To do
Rewrite all of the records below with "could you box" changed to "could you outline" everywhere and nothing else altered. Leave the pictures out.

[Coordinate annotation records]
>>

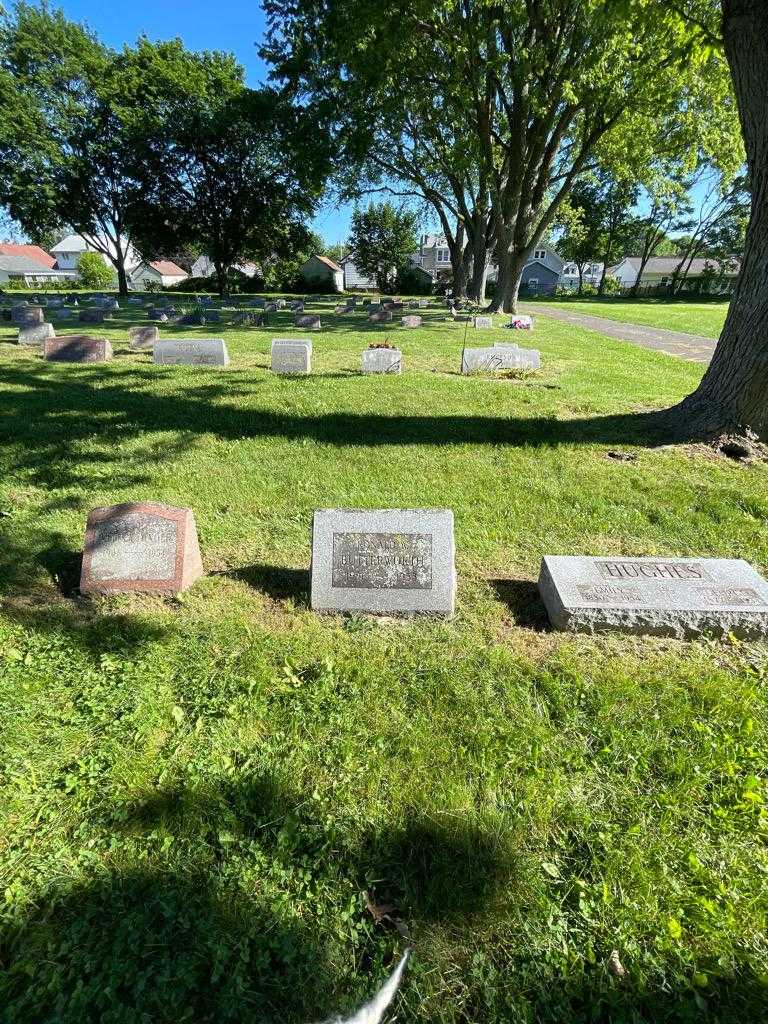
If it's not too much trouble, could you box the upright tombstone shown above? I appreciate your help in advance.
[462,345,542,374]
[271,338,312,374]
[152,338,229,367]
[10,302,45,325]
[362,348,402,374]
[293,314,321,331]
[43,334,112,362]
[18,322,56,345]
[311,509,456,615]
[539,555,768,638]
[80,502,203,594]
[78,306,106,324]
[128,324,160,350]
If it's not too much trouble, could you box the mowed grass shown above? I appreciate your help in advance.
[0,292,768,1024]
[537,299,728,338]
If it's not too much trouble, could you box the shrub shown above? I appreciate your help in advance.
[78,253,115,289]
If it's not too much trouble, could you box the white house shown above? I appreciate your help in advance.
[560,262,603,290]
[0,253,73,287]
[298,255,344,292]
[131,259,189,289]
[339,253,376,292]
[608,256,741,291]
[50,234,141,278]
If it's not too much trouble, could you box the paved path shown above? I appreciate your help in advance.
[520,302,717,362]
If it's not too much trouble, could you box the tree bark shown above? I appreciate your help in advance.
[115,254,128,298]
[673,0,768,439]
[213,262,226,299]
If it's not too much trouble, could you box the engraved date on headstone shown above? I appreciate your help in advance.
[579,584,641,604]
[91,513,177,582]
[331,534,432,590]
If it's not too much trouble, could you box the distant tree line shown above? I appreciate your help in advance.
[0,3,330,295]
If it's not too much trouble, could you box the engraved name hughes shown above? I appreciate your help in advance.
[331,534,432,590]
[597,561,710,583]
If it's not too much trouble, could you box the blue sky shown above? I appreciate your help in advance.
[60,0,360,242]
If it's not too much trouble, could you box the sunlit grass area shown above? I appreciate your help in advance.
[0,299,768,1024]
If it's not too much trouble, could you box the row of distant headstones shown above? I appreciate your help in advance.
[12,324,541,375]
[80,502,768,637]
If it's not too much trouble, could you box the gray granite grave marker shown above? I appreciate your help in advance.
[128,324,160,349]
[311,509,456,615]
[271,338,312,374]
[362,348,402,374]
[462,345,542,374]
[539,555,768,637]
[43,334,112,362]
[153,338,229,367]
[293,314,321,331]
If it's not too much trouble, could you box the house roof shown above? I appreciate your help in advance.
[314,253,341,272]
[620,256,741,278]
[0,254,61,274]
[0,242,56,270]
[150,259,188,278]
[50,234,88,253]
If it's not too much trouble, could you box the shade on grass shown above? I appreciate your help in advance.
[0,303,768,1024]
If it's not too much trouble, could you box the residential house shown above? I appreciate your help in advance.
[608,256,741,292]
[0,254,73,287]
[50,234,141,278]
[0,242,56,270]
[131,259,189,289]
[560,262,603,291]
[520,248,564,295]
[298,255,344,292]
[339,253,376,292]
[191,256,261,278]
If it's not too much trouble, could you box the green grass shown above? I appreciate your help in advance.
[0,294,768,1024]
[537,299,728,338]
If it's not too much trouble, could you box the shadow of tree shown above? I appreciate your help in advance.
[0,774,766,1024]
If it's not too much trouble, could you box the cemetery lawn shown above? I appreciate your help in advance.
[0,302,768,1024]
[531,298,728,338]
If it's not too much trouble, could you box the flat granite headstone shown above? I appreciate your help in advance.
[128,324,160,349]
[539,555,768,638]
[10,303,45,325]
[152,338,229,367]
[311,509,456,615]
[80,502,203,594]
[362,348,402,374]
[18,323,56,345]
[78,308,106,324]
[293,314,321,331]
[43,334,112,362]
[462,345,542,374]
[271,338,312,374]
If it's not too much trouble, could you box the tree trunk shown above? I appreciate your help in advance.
[115,254,128,298]
[490,253,527,313]
[213,262,226,299]
[673,0,768,439]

<<

Answer
If it's not too much trouble, could you outline the upright tombstone shown above? I appreciate your help in advance.
[462,345,542,374]
[271,338,312,374]
[152,338,229,367]
[10,302,45,325]
[362,348,402,374]
[293,314,321,331]
[43,334,112,362]
[18,322,56,345]
[311,509,456,615]
[539,555,768,638]
[80,502,203,594]
[78,306,106,324]
[128,324,160,350]
If it's not too much trouble, could you outline the mowed grass shown above? I appreciate your help in advance.
[0,292,768,1024]
[537,299,728,338]
If it's not too much trouble, could you outline the shrub shown above? I appreciate your help in advance.
[78,253,115,289]
If it's not too much trouble, could you outline the white house shown above? I appreciate your help in advance.
[560,262,603,290]
[0,253,73,287]
[298,255,344,292]
[131,259,189,289]
[339,253,376,292]
[608,256,741,291]
[50,234,141,278]
If it's not too much trouble, could you outline the paved path shown above? I appreciate your help in advance.
[520,302,717,362]
If it's not too much trouble, could you outline the tree bark shown above? I appreciate your help in advance.
[115,254,128,298]
[673,0,768,439]
[213,262,226,299]
If it's not too much trouble, could you outline the engraved date on headstone shown above? I appreciate your help in advance.
[579,584,641,604]
[91,513,177,582]
[331,534,432,590]
If it's not too much trouble, could you outline the distant tree line shown above? I appreciate your help in advance.
[0,3,330,295]
If it's not too much trouble, could you outline the engraved name hughes shown above? I appreciate your help in advance.
[331,534,432,590]
[597,561,710,583]
If it's not too much trouble, could you outline the blue sky shown above? I appreciate your help in advance.
[60,0,360,242]
If it's not too much trouble, could you outline the sunlit grass area shown above? I appreciate your help in advance.
[0,299,768,1024]
If it's not too much trouble, could you outline the row of distant headstones shown above? I appreciate your help in advance.
[12,324,541,375]
[80,502,768,637]
If it's not too much trouble, could you outline the gray granite grave marker shown above? I appreciate your help in advance.
[128,324,160,349]
[311,509,456,615]
[271,338,312,374]
[362,348,402,374]
[462,345,542,374]
[539,555,768,637]
[43,334,112,362]
[153,338,229,367]
[293,314,321,331]
If it's not too much trouble, could you outline the house roof shown above? I appreciate your help in advance.
[314,253,341,272]
[620,256,741,278]
[0,254,61,274]
[0,242,56,270]
[150,259,188,278]
[50,234,88,253]
If it's not too much trouble, could you outline the shade on grass shown above? I appreciate your help in advance.
[0,303,768,1024]
If it's not too much trouble, could you outline the residential house shown above? I appreciate your help in advance.
[608,256,741,292]
[0,254,73,287]
[50,234,141,278]
[0,242,56,270]
[131,259,189,289]
[560,262,603,291]
[520,248,564,295]
[298,255,344,292]
[339,253,376,292]
[191,256,261,278]
If it's not too much trouble, could you outline the green grass shown above? I appreciate your help in advance.
[0,294,768,1024]
[537,299,728,338]
If it's not too much trouble, could you outline the shadow of tree shown above? I appreciate your help in advance.
[0,774,766,1024]
If it's not too much trouble, could you outline the cemetery lawn shown above? I appreciate your help in advance.
[0,302,768,1024]
[531,298,728,338]
If it's not too much trouble, could you outline the flat granite headstone shown above? I appreciate your help in advance.
[128,324,160,349]
[539,555,768,638]
[10,303,45,325]
[152,338,229,367]
[311,509,456,615]
[80,502,203,594]
[362,348,402,374]
[18,323,56,345]
[78,308,106,324]
[293,314,321,331]
[43,334,112,362]
[462,345,542,374]
[271,338,312,374]
If it's not too much trouble, could you outline the tree trunk shown above? I appreciate your help in advance.
[115,254,128,298]
[490,253,527,313]
[213,262,226,299]
[673,0,768,439]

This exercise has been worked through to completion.